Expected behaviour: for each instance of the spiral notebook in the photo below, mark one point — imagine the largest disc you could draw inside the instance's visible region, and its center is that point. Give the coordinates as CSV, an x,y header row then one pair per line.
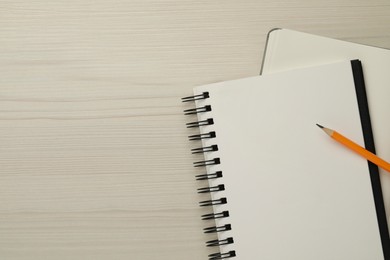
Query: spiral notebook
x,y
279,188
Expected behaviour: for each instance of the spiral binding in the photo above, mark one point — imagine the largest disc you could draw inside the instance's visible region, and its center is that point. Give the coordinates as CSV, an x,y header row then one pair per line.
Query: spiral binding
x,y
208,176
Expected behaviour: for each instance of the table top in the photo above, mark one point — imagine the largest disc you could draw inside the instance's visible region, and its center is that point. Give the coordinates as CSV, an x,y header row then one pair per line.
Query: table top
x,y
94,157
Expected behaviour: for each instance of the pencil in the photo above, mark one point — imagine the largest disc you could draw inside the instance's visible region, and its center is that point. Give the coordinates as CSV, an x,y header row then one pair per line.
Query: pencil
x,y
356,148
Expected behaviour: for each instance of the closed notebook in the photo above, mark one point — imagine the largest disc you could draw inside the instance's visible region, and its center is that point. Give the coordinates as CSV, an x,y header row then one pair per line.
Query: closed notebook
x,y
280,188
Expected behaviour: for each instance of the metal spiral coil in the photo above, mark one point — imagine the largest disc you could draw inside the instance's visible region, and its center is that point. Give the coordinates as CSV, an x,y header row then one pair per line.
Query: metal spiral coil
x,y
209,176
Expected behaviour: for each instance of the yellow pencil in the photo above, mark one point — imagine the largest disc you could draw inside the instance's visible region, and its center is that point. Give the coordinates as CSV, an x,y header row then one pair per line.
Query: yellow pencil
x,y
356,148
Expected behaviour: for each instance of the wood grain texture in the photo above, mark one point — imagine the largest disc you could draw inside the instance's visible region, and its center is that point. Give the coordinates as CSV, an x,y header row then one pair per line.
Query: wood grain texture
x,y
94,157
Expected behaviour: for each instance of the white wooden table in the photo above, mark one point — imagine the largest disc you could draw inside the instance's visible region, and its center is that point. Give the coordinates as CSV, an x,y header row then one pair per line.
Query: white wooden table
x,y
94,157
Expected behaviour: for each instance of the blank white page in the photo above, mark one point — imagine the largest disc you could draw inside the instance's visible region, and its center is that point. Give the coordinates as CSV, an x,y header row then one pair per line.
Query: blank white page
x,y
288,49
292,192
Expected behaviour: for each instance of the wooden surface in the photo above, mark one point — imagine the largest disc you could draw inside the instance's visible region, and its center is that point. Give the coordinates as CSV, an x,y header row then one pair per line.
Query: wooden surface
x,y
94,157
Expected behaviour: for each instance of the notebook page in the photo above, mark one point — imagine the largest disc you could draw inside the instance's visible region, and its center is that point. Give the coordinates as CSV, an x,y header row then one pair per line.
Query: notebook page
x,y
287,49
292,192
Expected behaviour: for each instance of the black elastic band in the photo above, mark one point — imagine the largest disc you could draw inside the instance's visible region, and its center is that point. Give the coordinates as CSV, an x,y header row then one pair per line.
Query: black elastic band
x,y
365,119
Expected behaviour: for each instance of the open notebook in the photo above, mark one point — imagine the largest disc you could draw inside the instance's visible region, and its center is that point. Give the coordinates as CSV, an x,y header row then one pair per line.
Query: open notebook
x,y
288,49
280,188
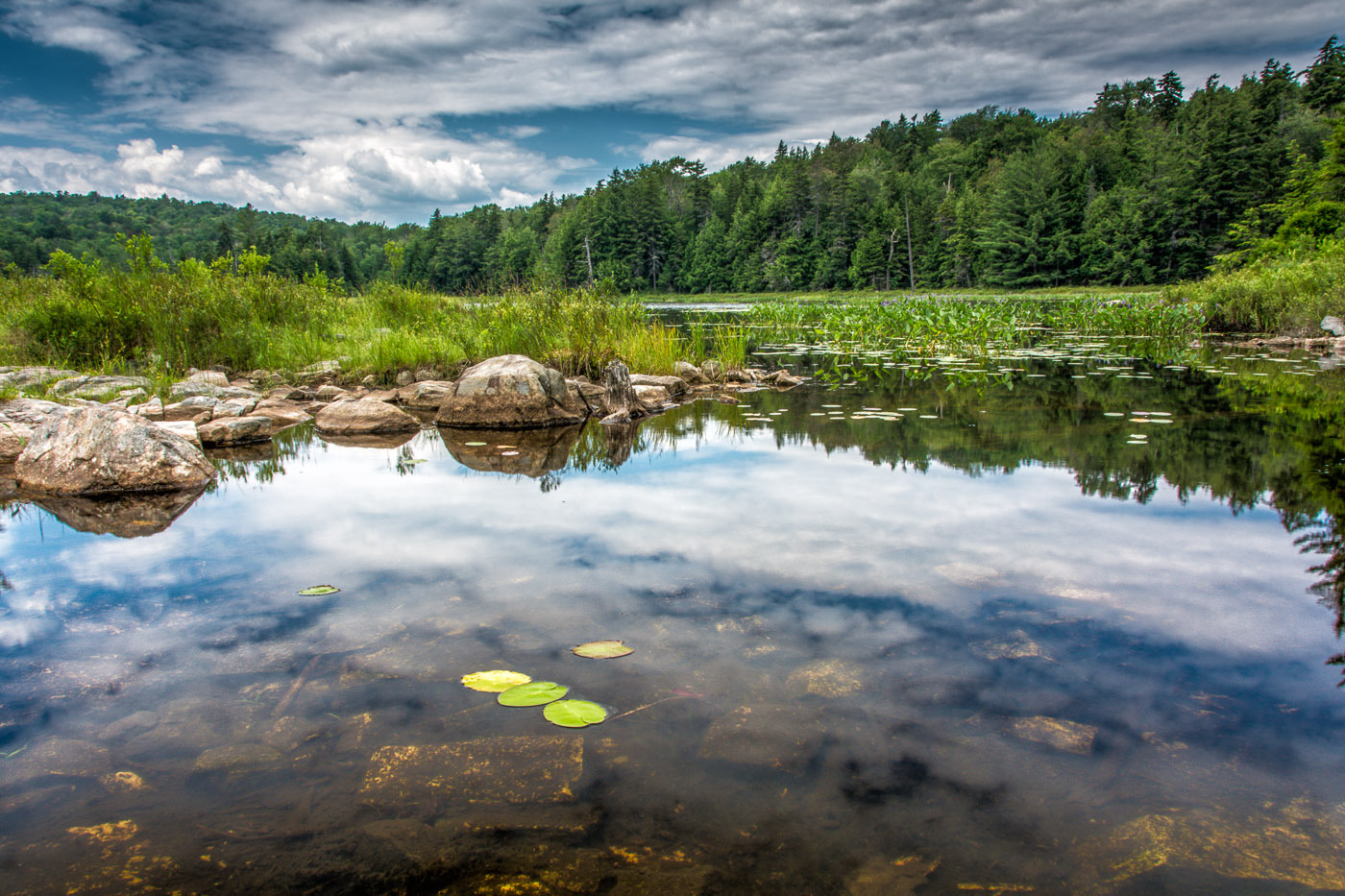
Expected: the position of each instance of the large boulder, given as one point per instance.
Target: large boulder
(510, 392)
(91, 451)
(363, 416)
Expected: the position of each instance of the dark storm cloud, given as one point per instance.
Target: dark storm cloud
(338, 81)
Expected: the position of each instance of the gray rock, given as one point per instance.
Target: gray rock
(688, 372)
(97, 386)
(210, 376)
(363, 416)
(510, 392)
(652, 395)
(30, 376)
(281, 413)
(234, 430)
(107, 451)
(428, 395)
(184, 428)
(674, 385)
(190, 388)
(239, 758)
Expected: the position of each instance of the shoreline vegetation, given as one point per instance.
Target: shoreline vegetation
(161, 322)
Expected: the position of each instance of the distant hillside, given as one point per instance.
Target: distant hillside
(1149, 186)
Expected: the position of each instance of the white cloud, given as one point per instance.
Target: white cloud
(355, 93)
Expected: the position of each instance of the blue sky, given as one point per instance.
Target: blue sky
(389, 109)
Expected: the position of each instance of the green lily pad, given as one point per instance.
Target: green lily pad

**WHAT TO DO:** Write out exactly the final stretch of the records: the line containing "Expected: the position of each instance of the dark" and every line after it, through the last, and nothing else.

**EXPECTED ANSWER:**
Expected: the position of each instance of the dark storm cloud, given as one point per instance.
Target: dark storm cloud
(338, 81)
Expected: the position of each instance of the gray rock, given as one point per instance.
Target: gray rock
(688, 372)
(97, 386)
(210, 376)
(363, 416)
(510, 392)
(652, 395)
(30, 376)
(281, 413)
(234, 430)
(107, 451)
(428, 395)
(184, 428)
(674, 385)
(190, 388)
(239, 758)
Expected: the position of each instance of the shoreline vegetation, given as one point per instance.
Target: shoreline vegetation
(161, 322)
Expected: the position of each instance of the distant hillside, given as one point per instance.
Target: distant hillside
(1149, 186)
Expected: the position of each instance of the white cloud, given as one point per instance.
Target: white cloud
(355, 93)
Expected: the position of each instance of the blue sky, given as one point per instance.
Target: blue sky
(389, 109)
Expected: the position of each instance of the green lily pad, given as one point per instance.
Target: green lily pad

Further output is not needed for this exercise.